Rewrite these lines with every instance of "blue canopy" swapped for "green awning", changing nothing else, and omit the pictures from your answer.

::: Information provided

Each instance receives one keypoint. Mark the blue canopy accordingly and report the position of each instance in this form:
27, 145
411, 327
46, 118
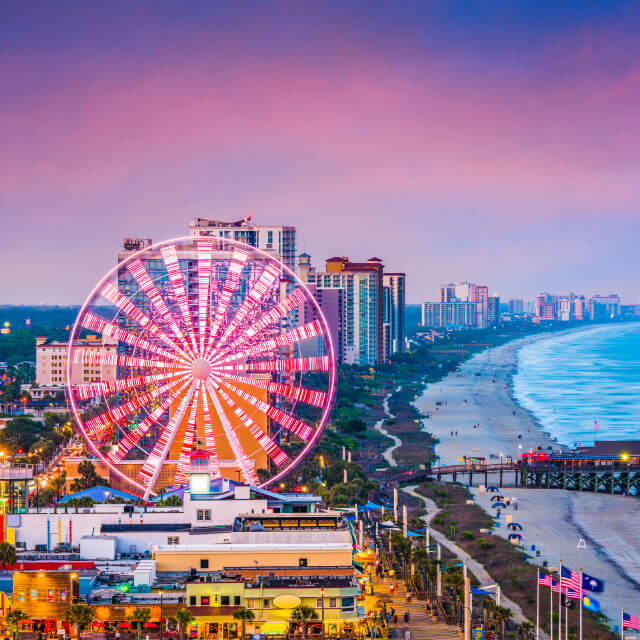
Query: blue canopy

::::::

_Written solution_
Each instance receives one keypoint. Mark the green awning accordingly and report the position of each instance in this form:
27, 145
411, 327
46, 118
Query: green awning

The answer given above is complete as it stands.